• _Exercise brief_
Please reproduce verbatim the lines below, from the first through the one with "322H1080L1090 330L1087 335L1066".

=== Extracted information ===

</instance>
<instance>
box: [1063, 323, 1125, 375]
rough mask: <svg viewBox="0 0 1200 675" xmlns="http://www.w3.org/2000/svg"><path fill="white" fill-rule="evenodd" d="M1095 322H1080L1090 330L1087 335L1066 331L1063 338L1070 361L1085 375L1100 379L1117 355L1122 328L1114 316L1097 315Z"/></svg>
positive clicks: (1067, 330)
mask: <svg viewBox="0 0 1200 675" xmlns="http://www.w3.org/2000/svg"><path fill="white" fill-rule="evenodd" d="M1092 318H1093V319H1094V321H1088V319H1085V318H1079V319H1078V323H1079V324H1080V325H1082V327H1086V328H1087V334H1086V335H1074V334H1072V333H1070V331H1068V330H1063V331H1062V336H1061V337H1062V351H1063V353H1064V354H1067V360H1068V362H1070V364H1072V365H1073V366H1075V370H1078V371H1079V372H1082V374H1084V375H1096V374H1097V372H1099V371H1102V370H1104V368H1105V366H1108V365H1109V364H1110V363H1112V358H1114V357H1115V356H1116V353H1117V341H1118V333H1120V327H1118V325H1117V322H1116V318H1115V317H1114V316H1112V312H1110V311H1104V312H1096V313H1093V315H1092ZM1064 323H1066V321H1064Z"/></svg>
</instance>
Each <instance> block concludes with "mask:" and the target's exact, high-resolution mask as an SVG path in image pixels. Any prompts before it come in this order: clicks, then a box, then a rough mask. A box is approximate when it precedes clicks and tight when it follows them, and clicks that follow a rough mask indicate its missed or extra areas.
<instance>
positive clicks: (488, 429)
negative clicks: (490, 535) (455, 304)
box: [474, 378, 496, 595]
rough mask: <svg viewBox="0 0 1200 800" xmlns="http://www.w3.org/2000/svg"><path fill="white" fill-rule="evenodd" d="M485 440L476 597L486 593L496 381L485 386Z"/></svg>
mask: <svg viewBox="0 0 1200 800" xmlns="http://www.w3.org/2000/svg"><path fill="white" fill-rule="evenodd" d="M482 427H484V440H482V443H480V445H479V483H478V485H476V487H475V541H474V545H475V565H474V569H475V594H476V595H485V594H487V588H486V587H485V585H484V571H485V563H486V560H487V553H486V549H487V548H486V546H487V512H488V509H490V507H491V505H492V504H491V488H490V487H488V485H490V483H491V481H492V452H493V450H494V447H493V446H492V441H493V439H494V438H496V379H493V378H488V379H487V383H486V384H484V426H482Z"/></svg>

===

• _Response below_
</instance>
<instance>
box: [1063, 323, 1125, 375]
rough mask: <svg viewBox="0 0 1200 675" xmlns="http://www.w3.org/2000/svg"><path fill="white" fill-rule="evenodd" d="M1095 322H1080L1090 330L1087 335L1066 331L1063 338L1070 361L1085 375L1100 379L1117 355L1122 328L1114 316L1097 315Z"/></svg>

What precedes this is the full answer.